AIM OF THE EXERCISE -
Render everything from the line containing "point per instance: red stripe" down to the end of the listing as a Markdown table with the columns "No." and "Line", omitting any blank lines.

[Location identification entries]

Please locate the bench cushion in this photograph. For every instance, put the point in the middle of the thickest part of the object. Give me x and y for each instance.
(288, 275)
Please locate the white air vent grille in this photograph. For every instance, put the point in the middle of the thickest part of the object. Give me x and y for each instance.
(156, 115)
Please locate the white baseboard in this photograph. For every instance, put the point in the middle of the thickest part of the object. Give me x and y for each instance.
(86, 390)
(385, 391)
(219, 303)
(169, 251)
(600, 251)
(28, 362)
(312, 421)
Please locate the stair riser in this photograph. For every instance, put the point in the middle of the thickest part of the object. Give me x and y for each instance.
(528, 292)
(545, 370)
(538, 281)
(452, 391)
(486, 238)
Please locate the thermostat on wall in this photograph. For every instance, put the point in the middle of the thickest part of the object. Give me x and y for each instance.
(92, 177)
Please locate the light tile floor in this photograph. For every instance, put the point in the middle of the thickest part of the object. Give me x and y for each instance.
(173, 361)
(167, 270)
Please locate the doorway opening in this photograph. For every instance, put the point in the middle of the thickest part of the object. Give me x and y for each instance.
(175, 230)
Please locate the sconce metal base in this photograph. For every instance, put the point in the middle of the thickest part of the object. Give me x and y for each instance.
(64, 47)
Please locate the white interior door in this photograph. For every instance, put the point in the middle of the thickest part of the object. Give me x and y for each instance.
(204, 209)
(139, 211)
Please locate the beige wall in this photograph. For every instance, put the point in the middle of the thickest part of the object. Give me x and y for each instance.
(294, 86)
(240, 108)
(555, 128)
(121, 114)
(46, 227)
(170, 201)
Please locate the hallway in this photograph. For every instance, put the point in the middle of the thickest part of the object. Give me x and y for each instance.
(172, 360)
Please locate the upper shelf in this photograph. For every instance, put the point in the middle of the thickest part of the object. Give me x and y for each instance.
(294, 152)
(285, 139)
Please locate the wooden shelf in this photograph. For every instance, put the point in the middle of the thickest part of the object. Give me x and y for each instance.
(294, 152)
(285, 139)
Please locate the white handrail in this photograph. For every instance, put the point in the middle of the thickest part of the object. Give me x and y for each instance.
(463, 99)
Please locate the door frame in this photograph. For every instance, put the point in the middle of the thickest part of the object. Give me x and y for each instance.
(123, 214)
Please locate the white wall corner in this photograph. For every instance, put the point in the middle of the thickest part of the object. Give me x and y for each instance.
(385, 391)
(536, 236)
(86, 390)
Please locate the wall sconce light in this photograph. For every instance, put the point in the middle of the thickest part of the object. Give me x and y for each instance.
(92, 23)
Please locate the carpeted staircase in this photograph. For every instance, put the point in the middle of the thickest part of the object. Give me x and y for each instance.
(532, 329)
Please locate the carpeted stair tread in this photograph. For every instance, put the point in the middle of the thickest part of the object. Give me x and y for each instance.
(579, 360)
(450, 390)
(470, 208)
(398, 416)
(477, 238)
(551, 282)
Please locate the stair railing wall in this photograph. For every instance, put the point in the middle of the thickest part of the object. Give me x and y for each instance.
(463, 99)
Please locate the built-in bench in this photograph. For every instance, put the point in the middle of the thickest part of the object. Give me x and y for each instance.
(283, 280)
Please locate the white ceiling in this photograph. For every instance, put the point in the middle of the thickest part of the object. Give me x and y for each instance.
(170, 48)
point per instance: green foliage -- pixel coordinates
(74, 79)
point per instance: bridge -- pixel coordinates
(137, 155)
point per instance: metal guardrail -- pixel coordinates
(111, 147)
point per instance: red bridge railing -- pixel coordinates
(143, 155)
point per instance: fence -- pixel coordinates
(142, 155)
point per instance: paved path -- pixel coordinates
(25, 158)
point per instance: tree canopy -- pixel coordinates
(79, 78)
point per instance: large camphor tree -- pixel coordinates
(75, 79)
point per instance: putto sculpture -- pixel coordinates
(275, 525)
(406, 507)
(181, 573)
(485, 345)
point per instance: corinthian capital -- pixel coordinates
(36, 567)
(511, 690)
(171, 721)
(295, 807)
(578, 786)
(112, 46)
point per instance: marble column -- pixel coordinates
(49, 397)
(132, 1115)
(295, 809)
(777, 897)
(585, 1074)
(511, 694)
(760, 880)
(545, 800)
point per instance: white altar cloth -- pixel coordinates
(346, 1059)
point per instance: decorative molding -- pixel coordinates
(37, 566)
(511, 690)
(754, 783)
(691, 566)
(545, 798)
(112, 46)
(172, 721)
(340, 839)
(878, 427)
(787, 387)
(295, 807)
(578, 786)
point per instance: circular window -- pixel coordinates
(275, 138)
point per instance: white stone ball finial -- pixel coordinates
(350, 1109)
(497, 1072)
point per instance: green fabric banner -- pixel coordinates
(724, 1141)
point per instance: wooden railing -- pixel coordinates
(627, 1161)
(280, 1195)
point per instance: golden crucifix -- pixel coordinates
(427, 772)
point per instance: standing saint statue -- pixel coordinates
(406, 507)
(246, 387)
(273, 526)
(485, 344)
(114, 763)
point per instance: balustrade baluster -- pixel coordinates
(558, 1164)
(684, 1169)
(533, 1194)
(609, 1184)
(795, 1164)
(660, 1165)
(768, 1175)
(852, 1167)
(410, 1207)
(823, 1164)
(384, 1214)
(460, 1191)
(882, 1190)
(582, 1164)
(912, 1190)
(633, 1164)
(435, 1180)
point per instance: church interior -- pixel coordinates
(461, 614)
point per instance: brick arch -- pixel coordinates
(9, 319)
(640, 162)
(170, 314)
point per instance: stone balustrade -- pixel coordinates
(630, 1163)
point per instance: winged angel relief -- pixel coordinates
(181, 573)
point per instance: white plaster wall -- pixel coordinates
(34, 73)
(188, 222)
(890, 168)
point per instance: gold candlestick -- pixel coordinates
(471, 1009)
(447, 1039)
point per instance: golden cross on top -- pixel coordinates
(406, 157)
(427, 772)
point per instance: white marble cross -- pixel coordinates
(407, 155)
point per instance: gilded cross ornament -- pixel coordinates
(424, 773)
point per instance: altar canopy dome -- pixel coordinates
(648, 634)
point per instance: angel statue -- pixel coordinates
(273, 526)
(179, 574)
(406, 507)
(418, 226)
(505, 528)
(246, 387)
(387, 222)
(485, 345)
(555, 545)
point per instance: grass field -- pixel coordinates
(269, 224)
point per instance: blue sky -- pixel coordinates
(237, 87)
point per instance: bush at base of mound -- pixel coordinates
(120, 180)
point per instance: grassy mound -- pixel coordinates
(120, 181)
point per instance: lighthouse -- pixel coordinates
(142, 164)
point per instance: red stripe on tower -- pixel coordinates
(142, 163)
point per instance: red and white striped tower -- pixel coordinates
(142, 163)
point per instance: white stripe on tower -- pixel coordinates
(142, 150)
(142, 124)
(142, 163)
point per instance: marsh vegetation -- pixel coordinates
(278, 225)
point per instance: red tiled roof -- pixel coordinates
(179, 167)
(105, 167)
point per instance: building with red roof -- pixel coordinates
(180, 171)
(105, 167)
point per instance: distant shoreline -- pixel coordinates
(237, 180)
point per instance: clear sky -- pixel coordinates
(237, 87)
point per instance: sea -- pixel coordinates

TASK OUTPUT -
| No. | Line |
|---|---|
| 1 | point per instance: red stripe on tower -- pixel coordinates |
| 2 | (142, 163) |
| 3 | point per instance: red and white striped tower -- pixel coordinates |
| 4 | (142, 163) |
| 5 | point per instance: white stripe on tower -- pixel coordinates |
| 6 | (142, 150) |
| 7 | (142, 124) |
| 8 | (142, 163) |
| 9 | point per instance: marsh vegetation -- pixel coordinates |
| 10 | (278, 225) |
| 11 | point per instance: red tiled roof -- pixel coordinates |
| 12 | (179, 167) |
| 13 | (105, 167) |
| 14 | point per instance: building with red roof -- pixel coordinates |
| 15 | (180, 171) |
| 16 | (105, 167) |
| 17 | point per instance: distant shoreline -- pixel coordinates |
| 18 | (237, 180) |
| 19 | point per instance: clear sky -- pixel coordinates |
| 20 | (237, 87) |
| 21 | point per instance: sea -- pixel coordinates |